REQUIREMENTS: Carry on the comment thread about a common date for Easter from the point where it ends.

SELECTED PASSAGE:
- - - - -
19 responses to “A Common Date for Easter?”

  1. John Swencki

    I rather like it as it is, with its connection with Passover.

  2. Alan Hommerding

    A large-scale and serious effort would have to be undertaken, I’d think, if what we mean by “the Church” isn’t just the Roman (and uniate) rites, but all who are baptized with water and the name of the Trinity. To think that all other Christians – not only those in Monteagle – would just hop on board might be a bit presumptuous.
    Oh yeah, and Hallmark.

    1. Adam Tice

      @Alan Hommerding:
      I agree. Looking in from outside the Catholic and Orthodox bubbles, it is hard to see how such an agreement could hope to include other churches/denominations/ecclesial communities unless they are involved in the conversation from the start.
      But on the other hand, this seems like a relatively low-stakes way to initiate a pan-Christian conversation. Do you think anyone will ask us Mennonites when we want to celebrate Easter?
- - - - -
INFORMATION SUPPLIED:
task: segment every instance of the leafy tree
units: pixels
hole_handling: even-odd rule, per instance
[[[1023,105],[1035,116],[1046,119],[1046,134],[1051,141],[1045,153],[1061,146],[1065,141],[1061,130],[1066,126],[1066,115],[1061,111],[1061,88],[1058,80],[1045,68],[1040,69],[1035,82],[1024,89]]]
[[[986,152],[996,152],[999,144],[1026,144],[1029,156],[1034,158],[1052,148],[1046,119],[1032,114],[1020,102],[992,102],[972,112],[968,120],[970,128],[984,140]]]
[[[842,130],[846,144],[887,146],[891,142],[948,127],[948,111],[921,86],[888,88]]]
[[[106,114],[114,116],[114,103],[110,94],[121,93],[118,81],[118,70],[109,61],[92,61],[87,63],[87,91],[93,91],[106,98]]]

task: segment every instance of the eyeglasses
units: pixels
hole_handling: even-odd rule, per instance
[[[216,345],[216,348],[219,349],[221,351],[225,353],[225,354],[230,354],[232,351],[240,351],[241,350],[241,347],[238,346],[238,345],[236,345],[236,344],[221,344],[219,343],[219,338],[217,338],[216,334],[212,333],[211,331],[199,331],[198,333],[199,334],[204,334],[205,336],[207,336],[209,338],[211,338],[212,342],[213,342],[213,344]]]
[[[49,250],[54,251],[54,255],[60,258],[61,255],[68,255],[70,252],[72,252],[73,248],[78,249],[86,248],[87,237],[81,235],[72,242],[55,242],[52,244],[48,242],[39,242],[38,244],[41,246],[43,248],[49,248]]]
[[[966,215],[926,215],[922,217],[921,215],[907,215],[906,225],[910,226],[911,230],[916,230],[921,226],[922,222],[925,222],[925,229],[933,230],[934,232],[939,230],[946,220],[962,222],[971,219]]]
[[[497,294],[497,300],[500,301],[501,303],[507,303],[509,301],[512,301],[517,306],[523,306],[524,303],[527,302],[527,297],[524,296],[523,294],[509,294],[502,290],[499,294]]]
- - - - -
RESULT FOR THIS TASK:
  3. Joshua Vas

    This is, to some extent, already a reality in parts of the world where there is an Orthodox majority or large numbers of inter-ritual families. Several members of CELRA (the Middle Eastern Latin episcopal conference) opt to observe Easter on the ‘Orthodox’ date. I have heard that the same is true in Greece.

    I wonder though whether this is merely about agreeing on a unified date, or also where there will be an attempt to attach a perpetual date to Easter (i.e. a fixed Sunday in a certain calendar month).

    I have a strong suspicion that if the Catholic and Orthodox were to agree on a unified date, everyone else would jump on board. The mainline Protestant denominations certainly would, which would leave any hold-outs in a minority and in the awkward position of attempting to justify a date/calculation inherited from Rome anyway.

    1. Sr Catherine Barker OSB

      @Joshua Vas:
      I was told, just two days ago, by a Coptic Christian here in Chester, that his Pope and ours, had agreed in principle to celebrate Easter on the same day and that he thought those Patriarchates over which his had some influence would follow! Momentous news!

  4. On the surface, I’d prefer it. It would nicely fit into our liturgical cycles to have the Sunday between X and X as Easter.

    On the other hand, I frequently find myself looking back to the Old Testament mode of calculating the Passover, and wondering if even our current mode of determining Easter isn’t flawed.

    I’d prefer to be in concert with the actual Biblical calendar on this… but folks can’t even agree on how that works. Aviv barley, equinox…

    I dunno.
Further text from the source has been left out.